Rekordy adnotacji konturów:
------
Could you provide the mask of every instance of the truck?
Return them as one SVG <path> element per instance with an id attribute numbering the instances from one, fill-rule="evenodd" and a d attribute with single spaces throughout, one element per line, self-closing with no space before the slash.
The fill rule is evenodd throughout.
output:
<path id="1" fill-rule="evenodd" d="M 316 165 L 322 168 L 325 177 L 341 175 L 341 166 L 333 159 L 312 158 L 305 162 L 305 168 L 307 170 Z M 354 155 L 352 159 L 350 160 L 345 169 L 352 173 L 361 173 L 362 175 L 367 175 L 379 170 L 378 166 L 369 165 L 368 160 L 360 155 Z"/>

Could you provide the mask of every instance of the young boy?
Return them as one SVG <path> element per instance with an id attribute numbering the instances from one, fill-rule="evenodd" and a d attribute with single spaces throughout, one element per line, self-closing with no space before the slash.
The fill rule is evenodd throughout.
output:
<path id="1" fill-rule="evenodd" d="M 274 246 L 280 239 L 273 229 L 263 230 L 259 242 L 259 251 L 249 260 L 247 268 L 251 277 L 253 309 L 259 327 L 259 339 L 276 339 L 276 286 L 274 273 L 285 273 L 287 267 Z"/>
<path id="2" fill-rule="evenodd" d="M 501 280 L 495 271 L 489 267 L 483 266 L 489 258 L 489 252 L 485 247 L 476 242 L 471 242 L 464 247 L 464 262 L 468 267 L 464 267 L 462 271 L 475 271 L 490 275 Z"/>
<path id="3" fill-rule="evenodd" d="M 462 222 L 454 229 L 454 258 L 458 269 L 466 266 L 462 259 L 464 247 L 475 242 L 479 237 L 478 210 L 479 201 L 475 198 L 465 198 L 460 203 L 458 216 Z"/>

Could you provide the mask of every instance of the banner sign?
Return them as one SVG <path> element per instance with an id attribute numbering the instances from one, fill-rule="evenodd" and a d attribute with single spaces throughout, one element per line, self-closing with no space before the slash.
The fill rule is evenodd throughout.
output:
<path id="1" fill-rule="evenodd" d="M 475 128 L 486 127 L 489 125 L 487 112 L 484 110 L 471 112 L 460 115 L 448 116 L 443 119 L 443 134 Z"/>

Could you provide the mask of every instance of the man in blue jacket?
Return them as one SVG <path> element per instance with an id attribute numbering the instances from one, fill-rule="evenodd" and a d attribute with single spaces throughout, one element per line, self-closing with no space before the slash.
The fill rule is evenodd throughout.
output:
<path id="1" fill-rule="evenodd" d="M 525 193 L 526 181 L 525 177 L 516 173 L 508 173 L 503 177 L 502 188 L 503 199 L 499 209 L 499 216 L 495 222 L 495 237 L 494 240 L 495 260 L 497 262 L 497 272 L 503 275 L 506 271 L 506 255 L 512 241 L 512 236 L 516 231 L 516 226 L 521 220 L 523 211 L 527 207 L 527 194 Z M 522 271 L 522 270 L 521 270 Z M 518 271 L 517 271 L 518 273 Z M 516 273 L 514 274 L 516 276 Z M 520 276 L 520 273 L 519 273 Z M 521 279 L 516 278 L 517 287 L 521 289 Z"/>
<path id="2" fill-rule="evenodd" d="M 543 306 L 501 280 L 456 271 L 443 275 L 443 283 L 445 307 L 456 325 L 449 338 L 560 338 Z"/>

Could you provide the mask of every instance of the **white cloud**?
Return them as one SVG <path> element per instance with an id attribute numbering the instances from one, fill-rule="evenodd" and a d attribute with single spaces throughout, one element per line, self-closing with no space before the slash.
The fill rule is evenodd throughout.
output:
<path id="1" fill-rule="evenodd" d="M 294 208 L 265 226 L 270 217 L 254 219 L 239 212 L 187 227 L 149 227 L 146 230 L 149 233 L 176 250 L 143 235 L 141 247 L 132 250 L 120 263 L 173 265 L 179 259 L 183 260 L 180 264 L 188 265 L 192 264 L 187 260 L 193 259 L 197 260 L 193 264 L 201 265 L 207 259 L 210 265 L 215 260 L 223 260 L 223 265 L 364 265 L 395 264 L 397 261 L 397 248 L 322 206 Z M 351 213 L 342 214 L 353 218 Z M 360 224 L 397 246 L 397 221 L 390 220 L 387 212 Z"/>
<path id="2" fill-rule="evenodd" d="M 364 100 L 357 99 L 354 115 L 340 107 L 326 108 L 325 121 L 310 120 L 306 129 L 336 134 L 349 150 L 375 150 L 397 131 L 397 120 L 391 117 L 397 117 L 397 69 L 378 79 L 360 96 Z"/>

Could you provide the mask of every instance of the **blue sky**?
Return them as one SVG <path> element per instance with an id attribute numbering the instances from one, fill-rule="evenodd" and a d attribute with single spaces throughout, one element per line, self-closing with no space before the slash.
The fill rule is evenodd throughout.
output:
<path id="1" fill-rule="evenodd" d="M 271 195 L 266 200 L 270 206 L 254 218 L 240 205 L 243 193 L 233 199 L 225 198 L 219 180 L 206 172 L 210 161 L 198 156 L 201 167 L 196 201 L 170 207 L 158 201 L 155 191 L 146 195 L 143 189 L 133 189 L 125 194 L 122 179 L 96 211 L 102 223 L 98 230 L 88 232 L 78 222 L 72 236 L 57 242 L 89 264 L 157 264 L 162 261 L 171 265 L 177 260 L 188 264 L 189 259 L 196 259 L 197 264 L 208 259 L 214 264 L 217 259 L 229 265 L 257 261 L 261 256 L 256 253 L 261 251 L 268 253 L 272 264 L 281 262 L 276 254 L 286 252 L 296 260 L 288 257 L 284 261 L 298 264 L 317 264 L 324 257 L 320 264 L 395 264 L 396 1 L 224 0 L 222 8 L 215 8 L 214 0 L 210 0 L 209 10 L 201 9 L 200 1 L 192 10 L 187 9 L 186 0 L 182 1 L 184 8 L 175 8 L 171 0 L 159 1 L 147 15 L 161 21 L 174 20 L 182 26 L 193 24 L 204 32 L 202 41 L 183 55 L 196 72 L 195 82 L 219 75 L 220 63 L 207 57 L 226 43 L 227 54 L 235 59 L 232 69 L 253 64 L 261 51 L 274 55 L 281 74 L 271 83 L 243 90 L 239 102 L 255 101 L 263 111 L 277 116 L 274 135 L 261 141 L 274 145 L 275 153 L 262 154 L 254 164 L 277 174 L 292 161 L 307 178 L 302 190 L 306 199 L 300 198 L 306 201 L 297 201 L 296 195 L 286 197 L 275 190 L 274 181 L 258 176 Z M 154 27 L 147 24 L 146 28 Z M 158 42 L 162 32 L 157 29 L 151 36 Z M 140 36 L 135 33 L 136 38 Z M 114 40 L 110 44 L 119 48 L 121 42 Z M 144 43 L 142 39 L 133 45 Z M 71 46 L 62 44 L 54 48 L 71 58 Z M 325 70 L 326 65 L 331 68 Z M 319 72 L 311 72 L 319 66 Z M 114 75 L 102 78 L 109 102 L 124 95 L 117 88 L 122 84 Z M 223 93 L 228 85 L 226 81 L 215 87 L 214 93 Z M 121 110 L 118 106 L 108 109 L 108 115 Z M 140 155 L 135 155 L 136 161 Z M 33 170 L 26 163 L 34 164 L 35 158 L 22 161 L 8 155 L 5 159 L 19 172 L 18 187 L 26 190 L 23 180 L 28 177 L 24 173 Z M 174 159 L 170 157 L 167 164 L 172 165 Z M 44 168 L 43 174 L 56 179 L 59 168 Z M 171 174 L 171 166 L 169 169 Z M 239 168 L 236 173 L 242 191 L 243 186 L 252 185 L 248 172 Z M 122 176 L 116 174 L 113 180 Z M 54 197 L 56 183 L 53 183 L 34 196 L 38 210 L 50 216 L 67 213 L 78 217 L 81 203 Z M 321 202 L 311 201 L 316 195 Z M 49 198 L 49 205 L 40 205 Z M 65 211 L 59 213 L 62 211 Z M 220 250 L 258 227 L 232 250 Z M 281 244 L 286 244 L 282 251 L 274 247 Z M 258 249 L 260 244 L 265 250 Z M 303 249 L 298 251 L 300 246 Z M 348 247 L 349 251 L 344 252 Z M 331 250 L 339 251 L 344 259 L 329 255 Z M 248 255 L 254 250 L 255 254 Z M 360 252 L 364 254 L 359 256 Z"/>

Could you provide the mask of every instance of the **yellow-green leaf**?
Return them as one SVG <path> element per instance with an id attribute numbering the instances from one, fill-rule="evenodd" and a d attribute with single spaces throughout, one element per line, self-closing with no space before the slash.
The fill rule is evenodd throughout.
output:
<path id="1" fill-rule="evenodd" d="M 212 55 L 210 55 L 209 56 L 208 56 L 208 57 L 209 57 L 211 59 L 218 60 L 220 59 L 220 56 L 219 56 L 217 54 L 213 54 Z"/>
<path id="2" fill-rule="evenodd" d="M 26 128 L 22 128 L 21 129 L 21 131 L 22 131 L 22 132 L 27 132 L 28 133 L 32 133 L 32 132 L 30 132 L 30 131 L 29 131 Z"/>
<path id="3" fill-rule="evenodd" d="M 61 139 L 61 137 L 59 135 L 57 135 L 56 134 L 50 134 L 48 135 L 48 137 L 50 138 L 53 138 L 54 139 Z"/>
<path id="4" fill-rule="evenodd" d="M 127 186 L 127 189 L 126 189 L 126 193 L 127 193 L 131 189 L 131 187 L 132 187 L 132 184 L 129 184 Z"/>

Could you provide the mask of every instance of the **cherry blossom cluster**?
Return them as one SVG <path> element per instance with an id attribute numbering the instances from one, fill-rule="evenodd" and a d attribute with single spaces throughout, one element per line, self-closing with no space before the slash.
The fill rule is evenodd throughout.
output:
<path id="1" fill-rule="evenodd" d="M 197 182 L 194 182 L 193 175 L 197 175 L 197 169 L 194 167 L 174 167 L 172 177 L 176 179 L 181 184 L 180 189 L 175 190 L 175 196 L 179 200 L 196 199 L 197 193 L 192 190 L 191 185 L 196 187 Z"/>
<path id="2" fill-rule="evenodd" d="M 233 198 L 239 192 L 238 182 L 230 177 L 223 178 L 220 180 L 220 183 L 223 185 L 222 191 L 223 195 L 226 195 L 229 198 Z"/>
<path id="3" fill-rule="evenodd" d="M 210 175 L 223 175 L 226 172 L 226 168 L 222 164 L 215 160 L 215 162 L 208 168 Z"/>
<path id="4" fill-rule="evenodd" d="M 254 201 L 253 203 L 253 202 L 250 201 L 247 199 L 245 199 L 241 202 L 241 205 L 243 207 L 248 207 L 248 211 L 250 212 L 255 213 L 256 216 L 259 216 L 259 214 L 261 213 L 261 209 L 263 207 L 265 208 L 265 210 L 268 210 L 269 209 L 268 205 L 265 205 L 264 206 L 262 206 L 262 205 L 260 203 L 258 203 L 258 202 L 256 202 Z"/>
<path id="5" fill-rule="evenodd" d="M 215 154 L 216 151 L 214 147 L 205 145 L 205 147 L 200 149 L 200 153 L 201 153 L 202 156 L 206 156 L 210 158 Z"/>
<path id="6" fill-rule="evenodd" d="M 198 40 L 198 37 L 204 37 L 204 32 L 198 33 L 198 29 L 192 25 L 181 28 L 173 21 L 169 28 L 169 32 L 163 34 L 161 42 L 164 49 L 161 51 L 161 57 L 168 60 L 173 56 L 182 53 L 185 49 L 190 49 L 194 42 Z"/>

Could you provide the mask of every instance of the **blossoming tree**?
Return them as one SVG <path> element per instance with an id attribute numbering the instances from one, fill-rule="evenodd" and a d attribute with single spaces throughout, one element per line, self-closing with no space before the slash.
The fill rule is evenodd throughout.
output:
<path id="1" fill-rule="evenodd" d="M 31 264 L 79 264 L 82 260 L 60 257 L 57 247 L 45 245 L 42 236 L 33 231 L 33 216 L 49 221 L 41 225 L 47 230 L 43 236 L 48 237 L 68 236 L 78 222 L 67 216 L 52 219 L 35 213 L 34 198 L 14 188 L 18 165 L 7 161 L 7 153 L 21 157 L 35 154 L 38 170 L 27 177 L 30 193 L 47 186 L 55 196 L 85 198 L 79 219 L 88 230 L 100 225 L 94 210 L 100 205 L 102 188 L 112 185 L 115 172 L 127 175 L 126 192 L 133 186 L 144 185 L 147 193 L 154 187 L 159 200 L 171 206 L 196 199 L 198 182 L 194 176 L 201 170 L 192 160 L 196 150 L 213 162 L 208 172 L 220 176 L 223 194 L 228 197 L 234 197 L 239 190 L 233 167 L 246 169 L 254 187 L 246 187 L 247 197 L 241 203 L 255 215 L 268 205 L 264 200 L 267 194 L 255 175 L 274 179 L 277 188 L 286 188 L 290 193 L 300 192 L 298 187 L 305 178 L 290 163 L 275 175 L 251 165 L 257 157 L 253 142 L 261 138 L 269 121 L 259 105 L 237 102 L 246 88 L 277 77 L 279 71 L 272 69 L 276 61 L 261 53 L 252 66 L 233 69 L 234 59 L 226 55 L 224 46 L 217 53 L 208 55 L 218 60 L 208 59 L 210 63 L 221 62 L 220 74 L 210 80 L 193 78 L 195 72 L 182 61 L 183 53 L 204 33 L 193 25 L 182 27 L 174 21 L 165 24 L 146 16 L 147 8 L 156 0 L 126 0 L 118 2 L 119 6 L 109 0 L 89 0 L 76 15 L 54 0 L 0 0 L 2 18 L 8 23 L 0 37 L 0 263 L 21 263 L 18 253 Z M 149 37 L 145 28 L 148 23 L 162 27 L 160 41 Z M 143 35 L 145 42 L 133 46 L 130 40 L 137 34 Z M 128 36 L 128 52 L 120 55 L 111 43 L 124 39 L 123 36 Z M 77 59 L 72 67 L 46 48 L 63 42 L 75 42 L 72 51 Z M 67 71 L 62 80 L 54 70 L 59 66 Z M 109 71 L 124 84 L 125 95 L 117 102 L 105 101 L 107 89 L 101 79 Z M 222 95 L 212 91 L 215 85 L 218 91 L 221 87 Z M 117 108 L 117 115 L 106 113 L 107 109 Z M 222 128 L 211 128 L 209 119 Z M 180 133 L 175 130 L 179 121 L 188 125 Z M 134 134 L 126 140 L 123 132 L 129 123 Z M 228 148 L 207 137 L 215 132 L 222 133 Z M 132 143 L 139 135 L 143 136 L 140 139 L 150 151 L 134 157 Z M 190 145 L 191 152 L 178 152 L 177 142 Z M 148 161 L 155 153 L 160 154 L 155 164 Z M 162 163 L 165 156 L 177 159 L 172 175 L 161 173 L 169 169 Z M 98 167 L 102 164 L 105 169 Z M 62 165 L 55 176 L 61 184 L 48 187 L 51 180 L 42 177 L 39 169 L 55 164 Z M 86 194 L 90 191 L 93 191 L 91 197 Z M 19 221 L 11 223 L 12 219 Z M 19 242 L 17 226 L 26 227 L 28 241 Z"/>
------
_ZADANIE_:
Zmień „white cloud” na „gray cloud” i wypisz ponownie tylko linie od tej z „Could you provide the mask of every instance of the **white” aż do tej z „364 100 L 357” włącznie. Pozostała treść ma zostać bez zmian.

_ODPOWIEDŹ_:
Could you provide the mask of every instance of the **gray cloud**?
Return them as one SVG <path> element per instance with an id attribute numbering the instances from one, fill-rule="evenodd" and a d attribute with single spaces throughout, one element per line, self-closing with no space before the slash.
The fill rule is evenodd throughout.
output:
<path id="1" fill-rule="evenodd" d="M 294 208 L 265 226 L 270 217 L 254 219 L 239 212 L 187 227 L 149 227 L 146 230 L 149 233 L 176 250 L 143 235 L 141 247 L 132 250 L 120 263 L 173 265 L 179 259 L 183 260 L 180 264 L 188 265 L 192 264 L 187 260 L 193 259 L 197 260 L 193 264 L 201 265 L 207 259 L 210 265 L 215 260 L 223 260 L 223 265 L 364 265 L 395 264 L 397 261 L 397 248 L 322 206 Z M 351 213 L 342 214 L 353 218 Z M 360 224 L 397 246 L 397 221 L 390 220 L 387 212 Z"/>
<path id="2" fill-rule="evenodd" d="M 364 100 L 357 99 L 354 115 L 340 107 L 326 108 L 325 121 L 310 120 L 306 129 L 336 134 L 349 150 L 375 150 L 397 131 L 397 120 L 391 117 L 397 117 L 397 69 L 378 79 L 360 96 Z"/>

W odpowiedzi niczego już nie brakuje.